Aung Kyaw Moe, founder of Singapore-headquartered global payments company 2C2P, has announced his departure from the CEO position after leading the company for 22 years.

Moe announced on LinkedIn that he will be stepping down in the first week of April 2025.

Thai Khun Piyachart, CEO of 2C2P Thailand, will also be stepping down.

“With 2C2P in good hands, I am thrilled to embark on new adventures. As a DBA Candidate at the Sasin School of Management, I will dedicate some of my time to my research: How Southeast Asia Startups Succeed and Fail—Understanding the Growth Gap. I am also working on my memoir, “Red Kite,” recounting my personal and entrepreneurial journey. And I can’t wait to spend more time flying my little plane to new places and meeting new people,” Moe said in the post.

Also Read: 2C2P sets up VC arm to make strategic investment in payments firms in Southeast Asia

Moe reflected on the journey, acknowledging the failures, triumphs, setbacks, and encounters that have shaped the fintech firm.

▬▬▬

PROBLEMS TO SOLVE
**1.** Please repeat the part of the 2C2P article that begins with "Aung Kyaw Moe, founder" and ends after "be stepping down.".
**2.** Write the next part of the 2C2P article, starting after its final sentence.

LISTED RECORDS
▬▬▬

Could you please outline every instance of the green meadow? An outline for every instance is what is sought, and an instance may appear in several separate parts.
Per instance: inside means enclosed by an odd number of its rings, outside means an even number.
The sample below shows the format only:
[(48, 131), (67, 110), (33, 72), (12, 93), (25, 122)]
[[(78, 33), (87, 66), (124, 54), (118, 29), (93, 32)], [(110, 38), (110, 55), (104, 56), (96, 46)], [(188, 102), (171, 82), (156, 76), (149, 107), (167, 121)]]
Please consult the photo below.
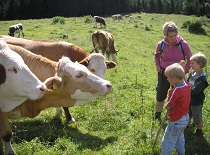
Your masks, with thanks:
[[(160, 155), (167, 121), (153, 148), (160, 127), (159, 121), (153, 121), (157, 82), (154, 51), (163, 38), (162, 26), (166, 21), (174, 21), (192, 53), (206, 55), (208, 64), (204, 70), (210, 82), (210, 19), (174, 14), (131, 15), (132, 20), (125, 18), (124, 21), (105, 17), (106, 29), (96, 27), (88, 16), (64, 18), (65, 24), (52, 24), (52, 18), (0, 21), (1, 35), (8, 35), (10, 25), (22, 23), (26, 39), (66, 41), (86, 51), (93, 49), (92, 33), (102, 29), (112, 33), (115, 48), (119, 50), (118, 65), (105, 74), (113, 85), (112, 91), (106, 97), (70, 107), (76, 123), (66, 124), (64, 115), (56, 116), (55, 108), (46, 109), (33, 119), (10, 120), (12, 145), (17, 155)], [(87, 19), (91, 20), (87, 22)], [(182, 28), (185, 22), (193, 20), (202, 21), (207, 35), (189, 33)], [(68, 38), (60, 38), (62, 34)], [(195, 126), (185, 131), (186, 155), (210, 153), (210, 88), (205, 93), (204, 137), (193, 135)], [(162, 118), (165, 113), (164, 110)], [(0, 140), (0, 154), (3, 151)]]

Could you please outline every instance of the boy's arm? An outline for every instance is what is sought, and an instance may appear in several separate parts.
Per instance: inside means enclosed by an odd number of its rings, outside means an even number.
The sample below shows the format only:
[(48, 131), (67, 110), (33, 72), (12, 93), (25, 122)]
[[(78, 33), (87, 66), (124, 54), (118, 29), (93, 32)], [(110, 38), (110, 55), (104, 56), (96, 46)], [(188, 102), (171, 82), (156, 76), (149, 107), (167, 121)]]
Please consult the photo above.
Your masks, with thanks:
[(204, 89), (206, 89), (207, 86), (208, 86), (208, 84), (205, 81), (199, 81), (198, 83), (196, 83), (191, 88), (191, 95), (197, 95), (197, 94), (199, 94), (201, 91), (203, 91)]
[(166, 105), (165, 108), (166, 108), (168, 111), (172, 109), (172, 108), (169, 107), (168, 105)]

▬▬▬

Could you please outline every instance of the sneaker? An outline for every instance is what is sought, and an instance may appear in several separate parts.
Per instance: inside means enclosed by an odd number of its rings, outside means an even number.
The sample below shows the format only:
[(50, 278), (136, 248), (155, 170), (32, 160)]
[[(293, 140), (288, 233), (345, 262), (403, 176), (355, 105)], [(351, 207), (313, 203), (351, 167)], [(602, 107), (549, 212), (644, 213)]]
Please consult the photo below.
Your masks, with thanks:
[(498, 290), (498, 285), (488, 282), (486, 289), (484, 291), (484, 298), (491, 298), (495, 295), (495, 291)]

▬▬▬

RESULTS FOR EACH TASK
**1.**
Aung Kyaw Moe, founder of Singapore-headquartered global payments company 2C2P, has announced his departure from the CEO position after leading the company for 22 years.

Moe announced on LinkedIn that he will be stepping down in the first week of April 2025.

Thai Khun Piyachart, CEO of 2C2P Thailand, will also be stepping down.

**2.**
Founded in April 2003 in Bangkok, Thailand, 2C2P emerged even before the term fintech gained widespread recognition. The firm helps businesses securely accept payments across online, mobile and in-store channels.

Headquartered in Singapore, 2C2P operates across Southeast Asia and Hong Kong.

In April 2022, Ant Group’s international business arm acquired a majority stake in 2C2P to develop integrated products and solutions with its Antom merchant payment and digitisation platform.

In a separate LinkedIn post, Gary Liu, General Manager, Antom, said: “Under Aung’s visionary leadership, 2C2P has achieved remarkable milestones, solving complex payment challenges for enterprise merchants across the region and earning its reputation as a trusted payments partner. These accomplishments stand as a testament to Aung’s unwavering dedication, strategic foresight, and ability to inspire teams to deliver excellence.”

Liu also noted that the company would appoint a capable CEO to guide the team forward, building on the strong foundation Aung has established. “Antom and 2C2P have built on our joint innovation and ecosystem reach to serve leading global and local merchants, driving their transformation and growth in Southeast Asia. Amidst the region’s evolving digital transformation and payments landscape, Antom and 2C2P will remain at the forefront of this evolution as one unified team. Our shared mission is to empower merchants of all sizes with cutting-edge solutions and world-class services, continuously fueling their growth so that they can thrive in a digital era.”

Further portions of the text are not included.